=== Task directions ===
Count the lines in the records below that contain the string "black", with case counting. Reply with the number alone.

** start Recorded data **

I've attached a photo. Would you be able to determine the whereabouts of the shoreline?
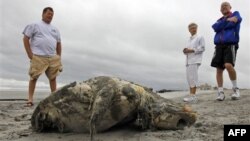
[0,89,250,141]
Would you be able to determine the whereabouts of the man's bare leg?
[49,78,56,92]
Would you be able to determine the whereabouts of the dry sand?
[0,90,250,141]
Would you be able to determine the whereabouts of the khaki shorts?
[29,55,62,80]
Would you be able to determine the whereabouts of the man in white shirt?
[183,23,205,103]
[23,7,62,106]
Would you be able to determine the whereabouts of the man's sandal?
[24,102,34,107]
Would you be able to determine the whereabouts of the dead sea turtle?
[31,76,196,139]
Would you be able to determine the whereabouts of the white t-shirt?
[186,35,205,65]
[23,21,61,56]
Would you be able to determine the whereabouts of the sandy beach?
[0,90,250,141]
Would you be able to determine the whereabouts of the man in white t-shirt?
[183,23,205,103]
[23,7,62,106]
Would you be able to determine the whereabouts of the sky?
[0,0,250,90]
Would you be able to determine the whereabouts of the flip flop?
[24,102,34,107]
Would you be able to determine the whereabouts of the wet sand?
[0,90,250,141]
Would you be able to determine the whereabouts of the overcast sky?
[0,0,250,90]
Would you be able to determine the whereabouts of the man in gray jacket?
[183,23,205,103]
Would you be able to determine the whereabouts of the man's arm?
[23,35,33,59]
[56,42,62,56]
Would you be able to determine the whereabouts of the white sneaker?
[216,91,225,101]
[231,88,240,100]
[183,95,198,103]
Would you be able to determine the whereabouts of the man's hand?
[227,16,238,23]
[23,35,33,60]
[183,48,194,54]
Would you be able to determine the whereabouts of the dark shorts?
[211,44,239,69]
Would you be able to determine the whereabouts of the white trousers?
[186,64,200,88]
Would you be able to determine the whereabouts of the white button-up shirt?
[186,34,205,65]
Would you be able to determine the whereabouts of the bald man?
[211,2,242,101]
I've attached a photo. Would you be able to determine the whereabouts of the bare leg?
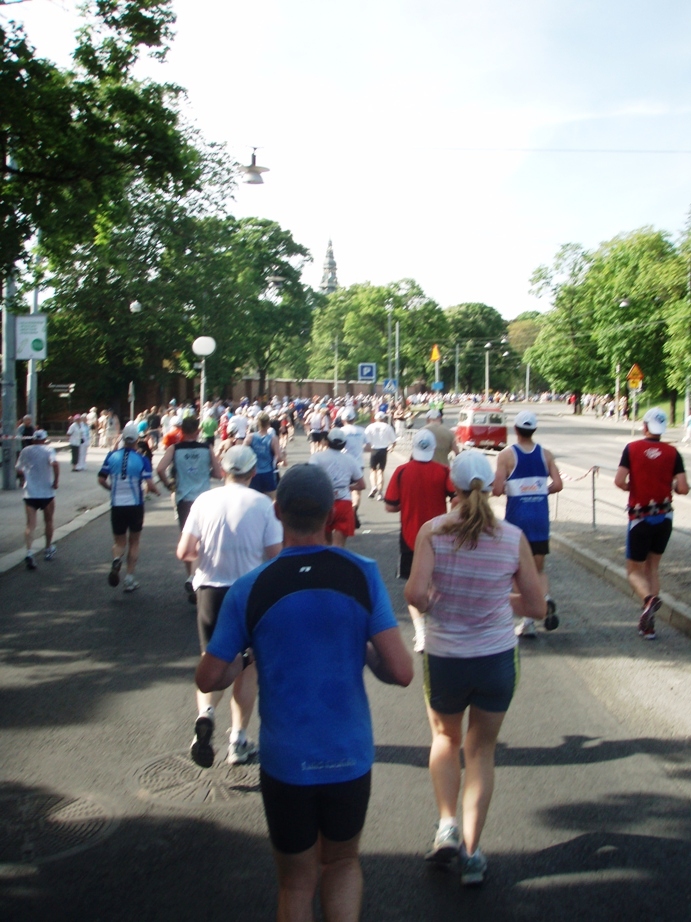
[274,845,319,922]
[626,554,662,602]
[43,499,55,547]
[427,705,463,820]
[24,503,36,551]
[230,663,257,737]
[319,834,362,922]
[127,531,141,576]
[463,705,506,855]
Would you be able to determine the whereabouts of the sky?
[5,0,691,320]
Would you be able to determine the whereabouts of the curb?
[0,500,110,573]
[550,531,691,637]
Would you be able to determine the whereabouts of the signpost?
[626,362,644,435]
[358,362,377,384]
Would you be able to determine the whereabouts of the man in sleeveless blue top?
[197,464,413,922]
[492,410,563,637]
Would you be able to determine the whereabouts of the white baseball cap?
[643,407,667,435]
[413,429,437,461]
[451,448,494,493]
[513,410,537,429]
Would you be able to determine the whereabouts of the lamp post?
[485,343,492,403]
[192,336,216,419]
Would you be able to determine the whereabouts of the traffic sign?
[626,362,643,391]
[358,362,377,384]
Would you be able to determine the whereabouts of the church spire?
[319,240,338,295]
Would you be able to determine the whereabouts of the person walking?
[196,464,413,922]
[309,426,365,547]
[156,416,223,604]
[177,445,283,768]
[384,428,456,653]
[492,410,563,638]
[98,423,159,592]
[423,409,458,467]
[15,429,60,570]
[244,410,284,499]
[614,407,689,640]
[365,411,396,500]
[405,448,546,885]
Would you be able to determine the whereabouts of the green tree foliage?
[523,243,604,413]
[444,302,516,393]
[0,0,199,276]
[310,279,447,387]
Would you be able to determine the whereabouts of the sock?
[437,817,458,832]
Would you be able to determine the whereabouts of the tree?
[0,0,199,278]
[446,302,515,393]
[523,243,604,413]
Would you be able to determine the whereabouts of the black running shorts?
[259,769,372,855]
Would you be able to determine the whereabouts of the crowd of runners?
[10,397,688,919]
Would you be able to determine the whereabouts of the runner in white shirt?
[15,429,60,570]
[365,412,396,501]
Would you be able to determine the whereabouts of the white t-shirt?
[309,448,362,499]
[343,423,367,470]
[365,420,396,451]
[182,483,283,589]
[17,445,56,499]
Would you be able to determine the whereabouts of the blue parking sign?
[358,362,377,384]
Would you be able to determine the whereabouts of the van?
[456,406,507,451]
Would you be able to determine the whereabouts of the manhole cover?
[0,786,118,864]
[137,755,259,805]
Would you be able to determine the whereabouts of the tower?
[319,240,338,295]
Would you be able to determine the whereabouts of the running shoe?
[514,618,537,638]
[228,737,259,765]
[461,848,487,887]
[122,573,139,592]
[638,595,662,640]
[190,714,214,768]
[425,826,460,864]
[185,579,197,605]
[108,557,122,586]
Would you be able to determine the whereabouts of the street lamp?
[241,147,269,186]
[192,336,216,410]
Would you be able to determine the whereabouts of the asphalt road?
[0,428,691,922]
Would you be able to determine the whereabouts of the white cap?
[413,429,437,461]
[513,410,537,429]
[643,407,667,435]
[451,448,494,493]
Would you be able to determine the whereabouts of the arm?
[194,653,249,694]
[156,445,175,490]
[367,627,413,688]
[175,532,199,563]
[545,451,564,493]
[403,522,434,613]
[614,464,631,493]
[510,535,547,621]
[492,448,513,496]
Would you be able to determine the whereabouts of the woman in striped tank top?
[405,449,546,885]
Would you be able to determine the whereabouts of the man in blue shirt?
[196,464,413,922]
[98,423,159,592]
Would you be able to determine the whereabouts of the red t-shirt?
[619,439,684,519]
[384,460,456,549]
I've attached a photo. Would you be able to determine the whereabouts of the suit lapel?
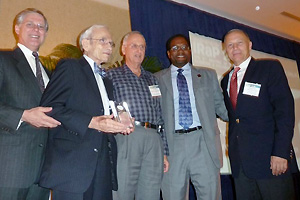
[79,57,102,105]
[236,58,255,110]
[13,48,42,102]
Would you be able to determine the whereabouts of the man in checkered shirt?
[107,31,169,200]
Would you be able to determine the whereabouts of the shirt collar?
[233,56,251,72]
[83,55,101,73]
[124,64,147,77]
[17,43,35,57]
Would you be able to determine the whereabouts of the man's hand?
[89,115,133,135]
[270,156,288,176]
[164,155,169,173]
[21,107,61,128]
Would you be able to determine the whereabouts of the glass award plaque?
[109,101,134,128]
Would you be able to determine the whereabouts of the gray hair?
[79,24,107,51]
[222,28,250,43]
[122,31,146,46]
[14,8,49,31]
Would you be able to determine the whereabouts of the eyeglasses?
[129,44,146,51]
[170,45,190,51]
[25,22,46,31]
[88,38,116,48]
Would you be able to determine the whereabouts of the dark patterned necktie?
[229,67,241,110]
[94,63,106,79]
[32,51,45,92]
[177,69,193,129]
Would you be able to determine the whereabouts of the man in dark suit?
[0,8,60,200]
[221,29,295,200]
[39,25,132,200]
[155,34,228,200]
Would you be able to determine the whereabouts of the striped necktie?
[177,69,193,129]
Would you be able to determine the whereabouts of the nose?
[232,43,238,49]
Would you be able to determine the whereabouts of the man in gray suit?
[0,8,60,200]
[156,35,228,200]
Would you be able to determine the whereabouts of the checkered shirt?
[107,65,169,155]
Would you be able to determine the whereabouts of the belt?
[134,121,158,129]
[175,126,202,134]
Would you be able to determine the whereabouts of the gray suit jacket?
[155,67,228,168]
[0,48,48,188]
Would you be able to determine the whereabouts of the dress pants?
[52,139,112,200]
[234,167,295,200]
[114,126,163,200]
[162,130,221,200]
[0,184,50,200]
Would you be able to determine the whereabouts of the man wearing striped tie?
[156,34,228,200]
[221,29,295,200]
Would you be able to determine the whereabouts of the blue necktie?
[32,51,45,92]
[94,63,106,78]
[177,69,193,129]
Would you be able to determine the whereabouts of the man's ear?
[81,39,90,51]
[167,51,171,58]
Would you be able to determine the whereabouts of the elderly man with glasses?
[107,31,168,200]
[39,25,132,200]
[155,35,228,200]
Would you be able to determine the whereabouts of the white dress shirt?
[171,63,201,130]
[227,56,251,96]
[17,43,49,87]
[83,55,110,115]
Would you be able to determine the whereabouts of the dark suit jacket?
[0,48,48,188]
[39,58,117,193]
[221,58,295,179]
[155,67,228,168]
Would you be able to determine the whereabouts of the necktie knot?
[229,67,241,109]
[177,68,193,129]
[32,51,45,92]
[32,51,39,58]
[233,67,241,74]
[177,68,183,74]
[94,63,106,78]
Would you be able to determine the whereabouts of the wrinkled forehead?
[91,27,112,40]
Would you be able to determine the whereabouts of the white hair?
[79,24,107,51]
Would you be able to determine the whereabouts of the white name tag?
[243,82,261,97]
[149,85,161,97]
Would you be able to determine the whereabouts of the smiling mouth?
[30,35,40,39]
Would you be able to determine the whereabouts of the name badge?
[243,82,261,97]
[149,85,161,97]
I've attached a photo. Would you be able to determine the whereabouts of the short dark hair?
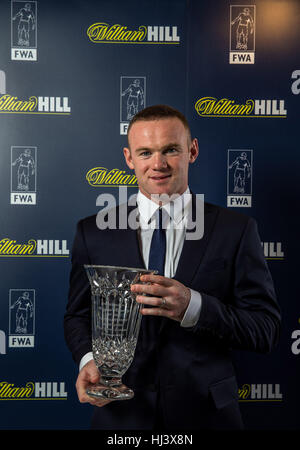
[127,105,191,140]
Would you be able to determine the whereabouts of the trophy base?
[86,384,134,400]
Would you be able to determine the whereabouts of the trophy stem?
[100,375,122,387]
[87,376,134,400]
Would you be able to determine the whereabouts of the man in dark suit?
[65,105,280,430]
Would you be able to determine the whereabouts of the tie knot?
[153,207,169,230]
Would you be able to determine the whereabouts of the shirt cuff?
[180,289,202,328]
[79,352,93,371]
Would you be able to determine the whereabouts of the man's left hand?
[131,275,191,322]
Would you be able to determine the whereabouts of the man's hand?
[131,275,191,322]
[76,360,111,407]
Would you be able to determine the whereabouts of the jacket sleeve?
[64,221,92,365]
[191,218,281,353]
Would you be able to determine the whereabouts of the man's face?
[124,117,198,198]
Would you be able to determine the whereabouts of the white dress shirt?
[79,188,202,370]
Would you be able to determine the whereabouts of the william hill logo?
[0,94,71,115]
[238,383,282,402]
[0,238,69,257]
[86,167,137,187]
[87,22,180,44]
[195,97,287,118]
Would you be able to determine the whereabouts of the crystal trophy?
[84,265,156,400]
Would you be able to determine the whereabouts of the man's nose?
[153,152,167,170]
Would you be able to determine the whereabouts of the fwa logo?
[227,150,253,207]
[11,1,37,61]
[9,289,35,347]
[120,76,146,134]
[10,146,37,205]
[229,5,255,64]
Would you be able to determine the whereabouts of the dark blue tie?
[148,208,166,276]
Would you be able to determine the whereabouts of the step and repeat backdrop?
[0,0,300,430]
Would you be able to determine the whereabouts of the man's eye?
[166,147,177,153]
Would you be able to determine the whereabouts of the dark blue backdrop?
[0,0,300,430]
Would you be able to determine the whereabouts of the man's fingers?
[141,274,173,286]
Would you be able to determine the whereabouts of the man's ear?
[190,138,199,164]
[123,147,134,170]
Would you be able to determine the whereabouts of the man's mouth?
[150,174,171,182]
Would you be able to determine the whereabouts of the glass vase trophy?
[84,265,155,400]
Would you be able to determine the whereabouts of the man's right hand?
[76,359,111,408]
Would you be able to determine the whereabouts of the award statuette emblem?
[84,265,155,400]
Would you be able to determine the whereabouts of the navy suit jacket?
[64,197,280,430]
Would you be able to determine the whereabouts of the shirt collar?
[137,187,191,225]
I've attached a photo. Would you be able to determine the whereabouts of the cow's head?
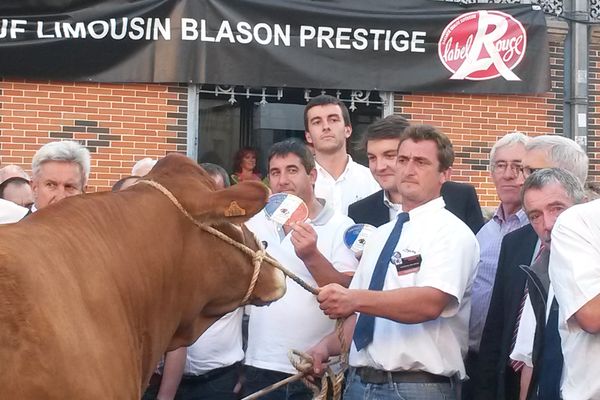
[145,154,285,315]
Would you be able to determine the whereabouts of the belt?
[356,367,450,384]
[181,362,240,382]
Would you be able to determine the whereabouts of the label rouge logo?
[438,10,527,81]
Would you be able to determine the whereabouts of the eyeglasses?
[492,161,524,176]
[522,167,543,179]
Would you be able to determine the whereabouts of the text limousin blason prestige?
[0,17,427,53]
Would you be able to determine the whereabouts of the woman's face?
[242,152,256,171]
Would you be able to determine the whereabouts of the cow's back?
[0,212,147,399]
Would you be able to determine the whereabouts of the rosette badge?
[265,193,308,225]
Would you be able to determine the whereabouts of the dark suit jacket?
[348,182,483,233]
[473,225,538,400]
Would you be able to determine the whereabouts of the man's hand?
[290,222,318,262]
[306,341,329,382]
[317,283,356,319]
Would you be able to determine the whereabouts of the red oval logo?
[438,10,527,81]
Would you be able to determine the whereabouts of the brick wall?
[0,80,187,192]
[588,38,600,183]
[394,38,564,207]
[0,35,600,206]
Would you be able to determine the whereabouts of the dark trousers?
[175,365,240,400]
[243,365,313,400]
[460,351,479,400]
[142,363,241,400]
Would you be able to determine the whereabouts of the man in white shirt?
[244,139,358,400]
[510,168,585,399]
[549,200,600,400]
[0,199,29,224]
[309,125,479,400]
[304,95,381,215]
[31,140,91,211]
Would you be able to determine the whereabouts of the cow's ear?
[190,182,269,223]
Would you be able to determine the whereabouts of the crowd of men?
[0,95,600,400]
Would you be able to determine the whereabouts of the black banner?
[0,0,549,93]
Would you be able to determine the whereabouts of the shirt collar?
[315,154,354,181]
[408,196,446,220]
[492,203,527,225]
[383,190,402,211]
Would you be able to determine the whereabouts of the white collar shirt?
[548,200,600,400]
[245,203,358,374]
[0,199,28,224]
[469,205,535,352]
[350,197,479,378]
[383,190,402,221]
[315,155,381,215]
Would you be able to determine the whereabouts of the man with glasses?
[471,135,588,400]
[463,132,535,399]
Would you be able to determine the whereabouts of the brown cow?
[0,155,285,400]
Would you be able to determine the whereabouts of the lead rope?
[136,180,348,400]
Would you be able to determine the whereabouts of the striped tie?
[509,243,546,372]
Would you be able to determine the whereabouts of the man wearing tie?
[309,125,479,400]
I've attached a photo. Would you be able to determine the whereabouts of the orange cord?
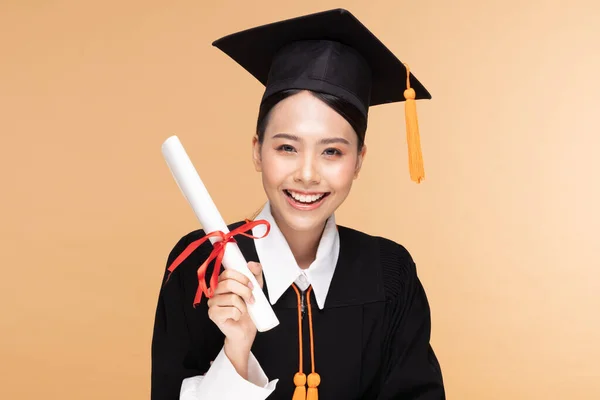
[292,284,306,400]
[292,284,321,400]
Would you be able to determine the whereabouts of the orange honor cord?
[292,284,321,400]
[165,220,271,307]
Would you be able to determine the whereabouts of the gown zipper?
[300,290,306,320]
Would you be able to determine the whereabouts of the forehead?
[266,91,357,142]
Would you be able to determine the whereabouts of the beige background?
[0,0,600,400]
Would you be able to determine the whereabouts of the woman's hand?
[208,261,264,379]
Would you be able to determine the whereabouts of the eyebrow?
[273,133,350,145]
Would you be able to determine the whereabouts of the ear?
[252,135,262,172]
[354,144,367,179]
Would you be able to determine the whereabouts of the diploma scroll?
[162,136,279,332]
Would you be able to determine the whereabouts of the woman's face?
[253,91,366,231]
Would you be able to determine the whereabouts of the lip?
[283,189,329,196]
[282,189,329,211]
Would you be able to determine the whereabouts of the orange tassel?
[292,372,306,400]
[404,64,425,183]
[306,372,321,400]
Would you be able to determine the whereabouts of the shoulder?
[338,225,417,298]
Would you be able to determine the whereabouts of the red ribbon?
[165,220,271,307]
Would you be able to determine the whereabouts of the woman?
[152,10,445,400]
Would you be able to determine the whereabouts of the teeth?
[288,190,325,203]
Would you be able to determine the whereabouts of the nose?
[294,154,321,186]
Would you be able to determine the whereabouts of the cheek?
[322,160,356,192]
[262,152,289,188]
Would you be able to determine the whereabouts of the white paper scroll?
[162,136,279,332]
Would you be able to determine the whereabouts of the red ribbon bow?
[165,220,271,307]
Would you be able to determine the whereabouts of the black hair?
[256,89,367,151]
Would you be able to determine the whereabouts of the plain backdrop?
[0,0,600,400]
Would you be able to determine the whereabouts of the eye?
[325,148,342,157]
[277,144,296,153]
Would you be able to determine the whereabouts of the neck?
[273,209,325,269]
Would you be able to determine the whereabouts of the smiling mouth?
[283,190,329,205]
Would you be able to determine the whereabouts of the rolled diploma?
[162,136,279,332]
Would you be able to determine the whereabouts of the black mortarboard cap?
[213,9,431,182]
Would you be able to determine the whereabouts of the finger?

** end Recorded data **

=== Answer for the task ===
4